* [What needs to be done]: Restate the records word for word, omitting nothing.

[Saved entries]
-*-*-
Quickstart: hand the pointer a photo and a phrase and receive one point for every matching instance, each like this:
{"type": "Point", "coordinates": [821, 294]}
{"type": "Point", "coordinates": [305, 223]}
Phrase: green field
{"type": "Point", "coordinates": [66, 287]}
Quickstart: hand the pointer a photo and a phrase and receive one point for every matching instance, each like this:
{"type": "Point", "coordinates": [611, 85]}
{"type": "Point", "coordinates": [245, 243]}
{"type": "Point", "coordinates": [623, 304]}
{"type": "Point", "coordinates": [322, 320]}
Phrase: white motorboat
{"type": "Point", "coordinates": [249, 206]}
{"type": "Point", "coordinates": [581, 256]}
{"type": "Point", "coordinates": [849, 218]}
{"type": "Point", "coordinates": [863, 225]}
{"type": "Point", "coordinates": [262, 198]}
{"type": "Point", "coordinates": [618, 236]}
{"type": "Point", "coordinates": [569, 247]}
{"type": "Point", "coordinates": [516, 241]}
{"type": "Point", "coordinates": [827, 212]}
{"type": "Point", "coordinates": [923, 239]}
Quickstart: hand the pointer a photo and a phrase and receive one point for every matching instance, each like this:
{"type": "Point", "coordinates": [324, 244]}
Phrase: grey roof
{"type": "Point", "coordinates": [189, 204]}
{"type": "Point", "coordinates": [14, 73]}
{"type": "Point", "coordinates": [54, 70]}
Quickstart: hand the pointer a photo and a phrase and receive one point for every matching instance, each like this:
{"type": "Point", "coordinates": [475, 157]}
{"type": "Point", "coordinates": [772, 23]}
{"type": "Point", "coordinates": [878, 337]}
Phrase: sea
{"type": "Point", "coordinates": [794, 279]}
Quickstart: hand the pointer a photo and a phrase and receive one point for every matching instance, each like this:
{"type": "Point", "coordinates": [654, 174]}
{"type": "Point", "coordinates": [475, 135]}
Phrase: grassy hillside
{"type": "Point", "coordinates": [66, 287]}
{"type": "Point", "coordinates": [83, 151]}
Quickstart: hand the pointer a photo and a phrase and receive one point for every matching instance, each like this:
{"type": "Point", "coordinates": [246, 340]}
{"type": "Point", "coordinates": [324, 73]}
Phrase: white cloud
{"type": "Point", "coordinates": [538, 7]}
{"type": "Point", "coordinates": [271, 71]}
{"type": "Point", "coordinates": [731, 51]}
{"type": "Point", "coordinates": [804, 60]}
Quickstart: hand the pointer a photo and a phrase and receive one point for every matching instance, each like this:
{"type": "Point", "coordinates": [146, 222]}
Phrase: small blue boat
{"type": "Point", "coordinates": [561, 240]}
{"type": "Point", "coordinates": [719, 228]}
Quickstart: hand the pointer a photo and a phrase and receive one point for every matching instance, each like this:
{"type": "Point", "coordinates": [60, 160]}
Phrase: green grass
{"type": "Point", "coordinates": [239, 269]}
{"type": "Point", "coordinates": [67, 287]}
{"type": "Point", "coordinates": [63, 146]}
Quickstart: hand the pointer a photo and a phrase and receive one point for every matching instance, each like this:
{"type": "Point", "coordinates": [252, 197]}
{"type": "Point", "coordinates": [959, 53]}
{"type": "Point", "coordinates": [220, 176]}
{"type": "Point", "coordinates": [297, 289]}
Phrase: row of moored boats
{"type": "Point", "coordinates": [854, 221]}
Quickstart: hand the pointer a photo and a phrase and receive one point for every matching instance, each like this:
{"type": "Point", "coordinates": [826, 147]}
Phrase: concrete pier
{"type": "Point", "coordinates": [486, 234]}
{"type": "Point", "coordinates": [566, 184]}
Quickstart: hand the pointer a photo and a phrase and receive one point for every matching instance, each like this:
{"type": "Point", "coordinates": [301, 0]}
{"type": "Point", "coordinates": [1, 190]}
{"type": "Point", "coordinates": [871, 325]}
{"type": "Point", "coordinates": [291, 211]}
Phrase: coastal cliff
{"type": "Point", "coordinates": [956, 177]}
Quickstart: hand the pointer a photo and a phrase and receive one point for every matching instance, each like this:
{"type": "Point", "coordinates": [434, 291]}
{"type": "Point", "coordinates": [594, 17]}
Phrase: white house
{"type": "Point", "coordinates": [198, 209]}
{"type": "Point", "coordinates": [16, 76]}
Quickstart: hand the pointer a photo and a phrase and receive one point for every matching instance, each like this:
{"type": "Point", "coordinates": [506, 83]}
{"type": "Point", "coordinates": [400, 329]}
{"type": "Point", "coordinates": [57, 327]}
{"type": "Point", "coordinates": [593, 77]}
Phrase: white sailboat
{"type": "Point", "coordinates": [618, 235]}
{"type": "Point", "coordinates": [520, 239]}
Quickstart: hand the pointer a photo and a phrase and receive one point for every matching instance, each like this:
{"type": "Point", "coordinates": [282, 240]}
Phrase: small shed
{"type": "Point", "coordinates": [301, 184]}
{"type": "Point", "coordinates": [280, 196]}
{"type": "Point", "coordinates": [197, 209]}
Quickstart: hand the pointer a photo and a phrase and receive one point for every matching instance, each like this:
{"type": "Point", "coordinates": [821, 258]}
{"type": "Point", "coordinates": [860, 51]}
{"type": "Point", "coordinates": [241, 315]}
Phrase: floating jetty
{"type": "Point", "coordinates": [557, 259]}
-*-*-
* [Response below]:
Quickstart: hand the pointer a photo and a phrase and receive one point for every matching instance, each like this:
{"type": "Point", "coordinates": [821, 294]}
{"type": "Point", "coordinates": [305, 223]}
Phrase: green field
{"type": "Point", "coordinates": [66, 287]}
Quickstart: hand the pointer a photo and a phrase and receive one point for every matching instance, each like this:
{"type": "Point", "coordinates": [611, 85]}
{"type": "Point", "coordinates": [245, 243]}
{"type": "Point", "coordinates": [623, 304]}
{"type": "Point", "coordinates": [322, 320]}
Phrase: white motorboat
{"type": "Point", "coordinates": [249, 206]}
{"type": "Point", "coordinates": [581, 256]}
{"type": "Point", "coordinates": [849, 218]}
{"type": "Point", "coordinates": [863, 225]}
{"type": "Point", "coordinates": [262, 198]}
{"type": "Point", "coordinates": [618, 236]}
{"type": "Point", "coordinates": [569, 247]}
{"type": "Point", "coordinates": [516, 241]}
{"type": "Point", "coordinates": [827, 212]}
{"type": "Point", "coordinates": [923, 239]}
Quickstart: hand the pointer a photo and a phrase and receive one point for every matching instance, each like this:
{"type": "Point", "coordinates": [324, 244]}
Phrase: grey roof
{"type": "Point", "coordinates": [189, 204]}
{"type": "Point", "coordinates": [14, 73]}
{"type": "Point", "coordinates": [54, 70]}
Quickstart: hand the pointer a photo and a phrase and receive one point for every matching instance, each like this:
{"type": "Point", "coordinates": [475, 157]}
{"type": "Point", "coordinates": [772, 23]}
{"type": "Point", "coordinates": [878, 337]}
Phrase: sea
{"type": "Point", "coordinates": [794, 279]}
Quickstart: hand the pointer a photo and a phrase and receive one point for every matching instance, each like this:
{"type": "Point", "coordinates": [654, 174]}
{"type": "Point", "coordinates": [475, 135]}
Phrase: grassy hillside
{"type": "Point", "coordinates": [66, 287]}
{"type": "Point", "coordinates": [83, 151]}
Quickstart: hand the pointer a photo and a phrase and receive one point for every matching instance, each like this:
{"type": "Point", "coordinates": [246, 340]}
{"type": "Point", "coordinates": [324, 73]}
Phrase: white cloud
{"type": "Point", "coordinates": [538, 7]}
{"type": "Point", "coordinates": [271, 71]}
{"type": "Point", "coordinates": [731, 51]}
{"type": "Point", "coordinates": [804, 60]}
Quickstart: hand the pointer a photo and a phrase and receive one point for every matching instance, each like this:
{"type": "Point", "coordinates": [146, 222]}
Phrase: small blue boat
{"type": "Point", "coordinates": [561, 240]}
{"type": "Point", "coordinates": [719, 228]}
Quickstart: hand the pointer a photo and a phrase and receive one point for every matching instance, each like this:
{"type": "Point", "coordinates": [60, 160]}
Phrase: green grass
{"type": "Point", "coordinates": [239, 269]}
{"type": "Point", "coordinates": [67, 287]}
{"type": "Point", "coordinates": [63, 146]}
Quickstart: hand the pointer a photo and a phrase and receive one point for every matching instance, each like this:
{"type": "Point", "coordinates": [252, 197]}
{"type": "Point", "coordinates": [959, 53]}
{"type": "Point", "coordinates": [220, 176]}
{"type": "Point", "coordinates": [297, 289]}
Phrase: row of moored boats
{"type": "Point", "coordinates": [854, 221]}
Quickstart: hand the pointer a photo and a phrase and receive one point for every matching instance, each like this:
{"type": "Point", "coordinates": [826, 147]}
Phrase: concrete pier
{"type": "Point", "coordinates": [486, 234]}
{"type": "Point", "coordinates": [566, 184]}
Quickstart: hand the pointer a photo and a phrase and receive one point for every matching instance, each like this:
{"type": "Point", "coordinates": [301, 0]}
{"type": "Point", "coordinates": [1, 190]}
{"type": "Point", "coordinates": [871, 325]}
{"type": "Point", "coordinates": [291, 211]}
Phrase: coastal cliff
{"type": "Point", "coordinates": [956, 177]}
Quickstart: hand the pointer a photo and a phrase and receive one point for every matching instance, each like this:
{"type": "Point", "coordinates": [434, 291]}
{"type": "Point", "coordinates": [594, 17]}
Phrase: white house
{"type": "Point", "coordinates": [198, 209]}
{"type": "Point", "coordinates": [16, 76]}
Quickstart: hand the pointer a photo and a phrase and receive one point for every matching instance, each like this:
{"type": "Point", "coordinates": [506, 83]}
{"type": "Point", "coordinates": [400, 329]}
{"type": "Point", "coordinates": [57, 327]}
{"type": "Point", "coordinates": [593, 77]}
Phrase: white sailboat
{"type": "Point", "coordinates": [618, 235]}
{"type": "Point", "coordinates": [520, 239]}
Quickstart: hand the pointer a photo and a phrase and receive one point for every matching instance, each like this:
{"type": "Point", "coordinates": [282, 240]}
Phrase: small shed
{"type": "Point", "coordinates": [301, 184]}
{"type": "Point", "coordinates": [280, 196]}
{"type": "Point", "coordinates": [197, 209]}
Quickstart: hand the pointer a photo and a phrase and receive one point for every matching instance, each like this:
{"type": "Point", "coordinates": [821, 258]}
{"type": "Point", "coordinates": [860, 51]}
{"type": "Point", "coordinates": [241, 315]}
Phrase: floating jetty
{"type": "Point", "coordinates": [557, 259]}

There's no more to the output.